How to complete this task - Each record that follows goes into your reply unchanged; the pictures do not.

Stored data entries -
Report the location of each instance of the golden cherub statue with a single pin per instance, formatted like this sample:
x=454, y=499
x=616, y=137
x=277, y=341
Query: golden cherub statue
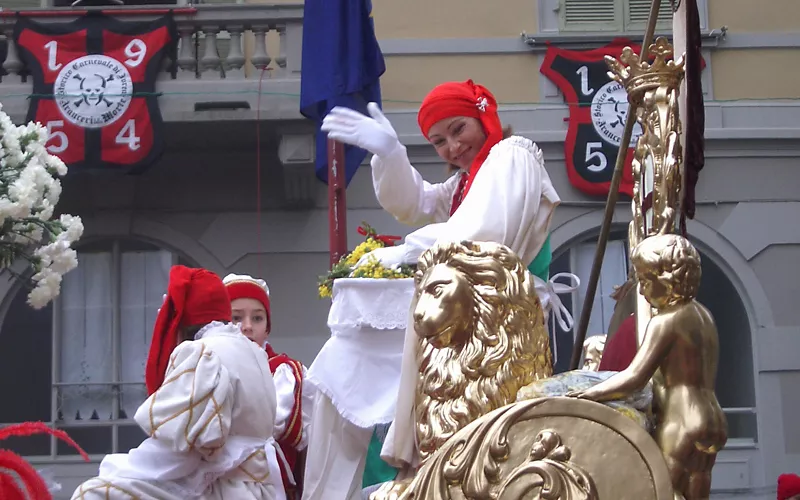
x=593, y=352
x=681, y=350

Written response -
Report the location of each instance of the golden cherub statue with a single pin per instance, formatted like this sample:
x=454, y=499
x=616, y=137
x=277, y=341
Query: golden cherub statue
x=593, y=352
x=681, y=350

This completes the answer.